> _TASK INSTRUCTIONS_
Check each line of the records below and collect those holding "fender".

> _RAW DATA_
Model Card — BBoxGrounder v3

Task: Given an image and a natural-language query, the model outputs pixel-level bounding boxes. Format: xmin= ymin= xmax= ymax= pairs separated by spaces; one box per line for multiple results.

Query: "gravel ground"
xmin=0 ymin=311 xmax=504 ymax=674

---

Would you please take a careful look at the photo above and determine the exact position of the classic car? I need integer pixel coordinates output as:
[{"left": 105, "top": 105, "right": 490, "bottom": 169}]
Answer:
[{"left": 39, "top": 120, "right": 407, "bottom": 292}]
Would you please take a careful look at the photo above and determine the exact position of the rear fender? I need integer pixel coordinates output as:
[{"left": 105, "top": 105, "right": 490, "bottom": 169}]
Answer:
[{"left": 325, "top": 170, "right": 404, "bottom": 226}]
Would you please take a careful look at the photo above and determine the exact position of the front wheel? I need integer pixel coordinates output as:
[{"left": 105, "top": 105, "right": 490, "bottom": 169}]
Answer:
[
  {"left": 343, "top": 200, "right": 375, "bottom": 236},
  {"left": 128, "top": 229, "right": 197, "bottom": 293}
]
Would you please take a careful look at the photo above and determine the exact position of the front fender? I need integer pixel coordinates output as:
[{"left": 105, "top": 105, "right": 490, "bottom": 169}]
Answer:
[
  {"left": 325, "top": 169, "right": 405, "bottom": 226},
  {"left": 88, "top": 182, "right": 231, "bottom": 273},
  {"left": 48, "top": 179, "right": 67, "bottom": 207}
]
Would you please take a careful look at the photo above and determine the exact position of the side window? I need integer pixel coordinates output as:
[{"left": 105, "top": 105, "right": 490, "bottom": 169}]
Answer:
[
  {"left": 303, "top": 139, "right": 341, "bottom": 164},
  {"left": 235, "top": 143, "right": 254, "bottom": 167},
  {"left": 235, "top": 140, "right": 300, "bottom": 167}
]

> _EXERCISE ANSWER_
Would you please take a careful look at the photo above and determine the exact position of the rear fender? I need integer pixel coordinates output as:
Would you please take a careful look at the photo above and determine the exact position of the front fender? I need integer pixel coordinates output as:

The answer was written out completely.